### Passage for review
++++++++

Types of Esophageal Cancer
There are two primary kinds of esophageal cancer, and the type an individual has can dictate the treatment options that are available to them. Those two types include
This form begins in the cells that make up the mucus-secreting glands of the esophagus. Most common among Caucasian men, adenocarcinoma generally starts in the lower esophagus and is the most commonly diagnosed form of esophageal cancer in the U.S.
Squamous cell carcinoma
This form is most common among African American men, and it’s known to attack the flat, thin cells in the upper and middle sections of the esophagus. Worldwide, squamous cell carcinoma is the most common form of esophageal cancer.
Who Is Most Likely To Develop One of the Two Primary Types of Esophageal Cancer
Whether we’re discussing adenocarcinoma or squamous cell carcinoma, the following can increase the risk of developing either form of esophageal cancer:
- Barrett’s esophagus
- Chronic bile reflux
- Excessive alcohol consumption
- Gastroesophageal reflux disease (GERD)
- Having undergone radiation treatments involving the chest or upper abdomen
- Not consuming enough fruits and vegetables
Esophageal Cancer Treatments
Current treatments are not too dissimilar from the ones prescribed for other cancers; they generally include
Surgery – This approach is employed if esophageal cancer has not metastasized to other parts of the body, and it entails surgically removing as much of the diseased esophagus as possible.
Radiation therapy – Sometimes done before or after surgery or as a stand-alone esophageal cancer treatment modality, radiation therapy entails using X-rays or another form of radiation to destroy cancer cells in the esophagus.
**Chemotherapy – **Frequently combined with radiation, chemotherapy entails using FDA-approved medications to destroy cancer cells. Chemotherapy is the usual go-to for individuals with esophageal cancer that has metastasized.
Targeted therapy – This treatment uses drugs that target and override the proteins that dictate how cancer cells grow, divide, and spread in the body.

++++++++

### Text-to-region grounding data
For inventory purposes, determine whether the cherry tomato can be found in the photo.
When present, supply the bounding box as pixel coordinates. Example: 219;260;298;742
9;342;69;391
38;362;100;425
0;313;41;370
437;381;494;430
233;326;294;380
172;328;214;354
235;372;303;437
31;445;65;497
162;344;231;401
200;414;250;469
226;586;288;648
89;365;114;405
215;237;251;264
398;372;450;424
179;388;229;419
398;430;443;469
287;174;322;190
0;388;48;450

++++++++

### Prompt
Resume the passage on esophageal cancer after its last sentence. None of the data is needed for the task.

### Response box
New Esophageal Cancer Research and New Esophageal Cancer Treatments
Although esophageal cancer accounts for only 1% of all cancers in the U.S., it is still heavily researched. Available data shows researchers are looking at new ways to prevent the disease, diagnose it sooner, and treat it more effectively. Some of the things they are looking at specifically include
Chemoprevention – While more research is needed to evaluate safety and efficacy, researchers believe aspirin and an acid-reducing medication, a regimen known as chemoprevention, may prevent Barrett’s esophagus from turning into esophageal cancer.
Positron emission tomography (PET) scans – While PET scans have long been an effective tool for diagnosing and staging esophageal cancer, researchers are looking into the possibility of also using this technology to gauge how effective radiation, chemotherapy, and other cancer-fighting treatments are in shrinking cancerous tumors.
New cancer-fighting drugs – There is a handful of chemotherapy drugs on the market that physicians prescribe to individuals diagnosed with esophageal cancer. They include fluorouracil (5FU) or capecitabine (Xeloda), cisplatin, oxaliplatin or carboplatin, paclitaxel or docetaxel, and epirubicin. As of the writing of this article, researchers are looking at new and more effective drugs to treat esophageal cancer. They are also looking into new immunotherapy and targeted therapy drugs.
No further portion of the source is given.